**Excerpted passage:**
It was gorgeous, hot, and clear. It wasn’t oppressively hot just yet, though I did make a point to park in as much shade as I could find, and I brought in my usual “tons of water” for any desert hike. It did take me a bit of time to find the trailhead, but once I tracked down the descent route, my adventuring went nice and easy.
I’ll admit – I was a bit surprised at how easy it was to get to the lower gorge! After years of climbing at Smith, it’d always seemed like a magical and distant land… learning that perfect crack climbing was literally an easier approach than any other area in the park… well, that was a bit rough on the old mindset, let me tell you. Thankfully, the beauty of the cliffs overwhelmed that sadness… mostly.
I had some lunch by the river, in the best patch of shade that I could find. It wasn’t a lot of shade, but… you know what? In the sun, any patch helps.
By the time I got back to the car, the temperature had climbed to a lovely 102 degrees. I put the top down on the car, cranked the AC, and headed onward to Trout Creek!
That drive was rough, man. I didn’t know much about Trout Creek, except that it had good trad routes, but if I can tell you one thing about it… the drive in isn’t easy. It’s rough, and the next days saw me at the tire shop in town getting a nail pulled out of a slowly flattening tire. Frankly, I’m glad that’s the only damage caused… the gravel road wasn’t bad, but something about the ridges and waves… well, the Mustang didn’t appreciate it, tell you what. And the Mustang’s been on roads that look FAR rougher than this one did.
Anyways. I parked, slathered on sunscreen, and headed in.
The hike in was gorgeous.
I mean, look at it. The desert browns, the verdant green by the river, and then the sparkling blue of the river itself. It was stunning, and made me feel like I was in an old western, following the dusty trail along the river to the legendary fort, hidden city, or treasure stash.
The heat really… baked it in… too. (Ed Note: Sorry, readers. I tried to get Ben to avoid puns) But I forged onward, slowly raising dusty footfalls along the trail while staring wistfully at the sun glinting off the cool-looking water. I was never quite close enough to take a dip, and… let’s be honest here. The water at Smith isn’t safe to swim in, thanks to agricultural runoff, so… how much safer could this really be?
Well, that rafters would say that it’s perfectly safe, but… hey. Let’s play it safe, yeah?
Onward and warmer and hotter.
When I reached the climbers trail, I headed up toward the now-visible cliffs. For a short while.
I didn’t go far, though, as I quickly realized just how hot it really was… and just how tired I was becoming. I don’t think I ever actually went into heat stroke, but I will say that I was surprised at how little I was sweating… and in the heat, that’s never a good sign. After maybe 50 or 100ft of elevation, I turned around and headed back to the car.
On the way back, I kept track of my physiology.
It was the desert, the height of the day, the middle of Summer. It was over 100 degrees, and I was in the direct sun. Not a good recipe, I freely admitted to myself.
But as with all events in life, dangers have mitigations. Risk has ways to be tempered. And, thankfully, I’m not going into these wilds unseasoned. As I walked, I kept checking in with myself:
– I wasn’t sweating much… which is an early sign of heat exhaustion. – I mitigated that by drinking more water… and using some of that water to saturate my shirt. If my body won’t make sweat… I’ll make it for myself.
– I was tired… which is just an early sign of being tired. – I ate a bit as I walked… but not too much, since digestion warms the body, and lord knows I didn’t need any more of that action.
– The Sun was high, and there wasn’t shade. – There was nothing to be done about the shade… but sunscreen I had. I reapplied, even stopping to take off my shirt and apply all over my shoulders to make sure I didn’t miss anything.
I kept walking.
I got back to the car, and drank some Gatorade and a protein shake. I kept the top up, this time, and drove out slowly. I turned up the AC… but in stages, so I wouldn’t shock my body.
I got a hot dog from Sonic on the way back.
I was glad to be out of the sun… and glad to know about two new climbing areas!
Maybe, in hindsight, two new winter climbing areas.

**Records:**
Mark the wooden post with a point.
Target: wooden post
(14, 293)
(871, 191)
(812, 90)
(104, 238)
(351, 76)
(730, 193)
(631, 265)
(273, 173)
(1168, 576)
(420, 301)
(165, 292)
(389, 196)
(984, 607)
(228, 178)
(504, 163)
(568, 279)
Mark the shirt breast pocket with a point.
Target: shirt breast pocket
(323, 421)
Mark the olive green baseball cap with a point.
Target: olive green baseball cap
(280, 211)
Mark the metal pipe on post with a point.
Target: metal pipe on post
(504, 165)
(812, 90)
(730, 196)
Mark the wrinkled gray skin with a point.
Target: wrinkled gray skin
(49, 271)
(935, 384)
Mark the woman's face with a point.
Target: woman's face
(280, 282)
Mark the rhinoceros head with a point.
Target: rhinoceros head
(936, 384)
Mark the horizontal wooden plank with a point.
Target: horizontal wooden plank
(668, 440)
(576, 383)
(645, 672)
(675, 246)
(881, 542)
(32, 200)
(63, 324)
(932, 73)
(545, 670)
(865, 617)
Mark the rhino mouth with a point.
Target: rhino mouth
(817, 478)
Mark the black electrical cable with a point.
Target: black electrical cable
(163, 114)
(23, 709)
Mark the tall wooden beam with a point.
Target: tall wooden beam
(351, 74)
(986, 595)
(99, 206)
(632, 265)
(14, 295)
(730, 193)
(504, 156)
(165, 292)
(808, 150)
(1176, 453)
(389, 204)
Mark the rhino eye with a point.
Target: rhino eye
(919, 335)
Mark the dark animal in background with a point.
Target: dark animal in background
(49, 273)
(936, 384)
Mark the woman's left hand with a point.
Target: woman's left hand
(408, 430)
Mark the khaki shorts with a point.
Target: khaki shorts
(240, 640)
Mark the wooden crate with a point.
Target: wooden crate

**Activity:** From the desert hike account, copy word for word the part that starts with "Onward and warmer" and ends with "admitted to myself.".

**Task result:**
Onward and warmer and hotter.
When I reached the climbers trail, I headed up toward the now-visible cliffs. For a short while.
I didn’t go far, though, as I quickly realized just how hot it really was… and just how tired I was becoming. I don’t think I ever actually went into heat stroke, but I will say that I was surprised at how little I was sweating… and in the heat, that’s never a good sign. After maybe 50 or 100ft of elevation, I turned around and headed back to the car.
On the way back, I kept track of my physiology.
It was the desert, the height of the day, the middle of Summer. It was over 100 degrees, and I was in the direct sun. Not a good recipe, I freely admitted to myself.